Aim: Identify every line in the material that contains the word "metal", and copy each of those lines.

(Coordinate labeling data)
══════

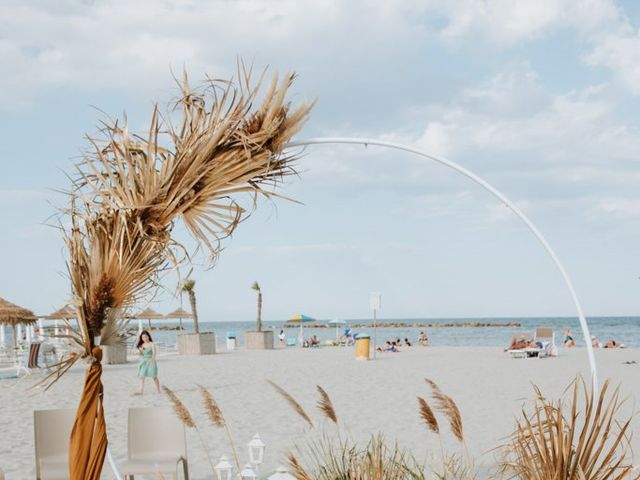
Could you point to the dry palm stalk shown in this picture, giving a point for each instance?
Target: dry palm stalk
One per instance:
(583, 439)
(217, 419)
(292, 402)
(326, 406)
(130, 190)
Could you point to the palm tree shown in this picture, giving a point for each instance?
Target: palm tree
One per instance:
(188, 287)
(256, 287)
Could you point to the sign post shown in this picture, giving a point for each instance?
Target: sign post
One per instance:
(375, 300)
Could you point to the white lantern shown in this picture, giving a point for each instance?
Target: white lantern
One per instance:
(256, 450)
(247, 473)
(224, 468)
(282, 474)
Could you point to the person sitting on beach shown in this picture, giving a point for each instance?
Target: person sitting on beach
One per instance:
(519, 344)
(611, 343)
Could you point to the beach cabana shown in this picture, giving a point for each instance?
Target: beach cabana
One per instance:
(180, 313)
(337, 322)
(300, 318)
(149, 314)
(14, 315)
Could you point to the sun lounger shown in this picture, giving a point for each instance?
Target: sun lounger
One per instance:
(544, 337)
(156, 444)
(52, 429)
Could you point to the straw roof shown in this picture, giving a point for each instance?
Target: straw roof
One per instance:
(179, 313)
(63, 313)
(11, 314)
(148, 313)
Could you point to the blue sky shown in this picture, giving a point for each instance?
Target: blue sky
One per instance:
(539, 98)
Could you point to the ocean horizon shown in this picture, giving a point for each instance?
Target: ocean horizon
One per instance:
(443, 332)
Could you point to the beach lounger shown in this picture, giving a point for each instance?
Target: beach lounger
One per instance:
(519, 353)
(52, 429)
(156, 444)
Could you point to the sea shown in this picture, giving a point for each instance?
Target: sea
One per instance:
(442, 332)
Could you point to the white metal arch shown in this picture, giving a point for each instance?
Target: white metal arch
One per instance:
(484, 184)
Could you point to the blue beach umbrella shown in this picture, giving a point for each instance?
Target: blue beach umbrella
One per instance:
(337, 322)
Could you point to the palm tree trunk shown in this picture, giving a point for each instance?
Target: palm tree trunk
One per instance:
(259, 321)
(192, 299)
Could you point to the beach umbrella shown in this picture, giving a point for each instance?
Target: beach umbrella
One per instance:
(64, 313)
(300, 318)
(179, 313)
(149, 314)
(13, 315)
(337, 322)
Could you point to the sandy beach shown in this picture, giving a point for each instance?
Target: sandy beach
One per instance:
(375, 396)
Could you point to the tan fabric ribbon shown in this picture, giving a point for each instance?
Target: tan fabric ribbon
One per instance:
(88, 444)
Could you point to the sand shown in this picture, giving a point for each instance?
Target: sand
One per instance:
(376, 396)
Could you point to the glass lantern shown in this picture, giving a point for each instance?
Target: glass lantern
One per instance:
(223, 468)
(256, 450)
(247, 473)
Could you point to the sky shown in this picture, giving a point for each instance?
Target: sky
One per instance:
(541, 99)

══════

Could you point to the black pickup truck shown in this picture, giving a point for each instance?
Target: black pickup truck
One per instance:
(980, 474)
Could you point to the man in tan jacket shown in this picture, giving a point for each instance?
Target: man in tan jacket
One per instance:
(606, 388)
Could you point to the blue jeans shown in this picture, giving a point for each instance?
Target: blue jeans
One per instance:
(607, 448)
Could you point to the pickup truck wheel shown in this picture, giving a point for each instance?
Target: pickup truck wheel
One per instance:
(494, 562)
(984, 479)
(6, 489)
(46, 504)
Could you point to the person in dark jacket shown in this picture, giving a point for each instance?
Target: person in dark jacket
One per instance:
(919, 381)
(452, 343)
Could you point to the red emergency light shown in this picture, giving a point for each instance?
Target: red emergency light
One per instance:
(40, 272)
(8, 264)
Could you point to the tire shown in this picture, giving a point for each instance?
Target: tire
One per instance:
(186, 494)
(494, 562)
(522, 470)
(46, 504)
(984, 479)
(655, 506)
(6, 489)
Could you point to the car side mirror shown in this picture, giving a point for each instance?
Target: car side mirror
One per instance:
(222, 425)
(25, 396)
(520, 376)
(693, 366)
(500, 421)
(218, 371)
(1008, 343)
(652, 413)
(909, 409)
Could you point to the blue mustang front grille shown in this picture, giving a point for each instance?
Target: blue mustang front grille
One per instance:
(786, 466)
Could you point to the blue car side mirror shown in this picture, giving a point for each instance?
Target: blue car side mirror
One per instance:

══════

Exercise result:
Could you point to the white metal arch shown in this picture, giving a point for each instance?
Target: white metal arch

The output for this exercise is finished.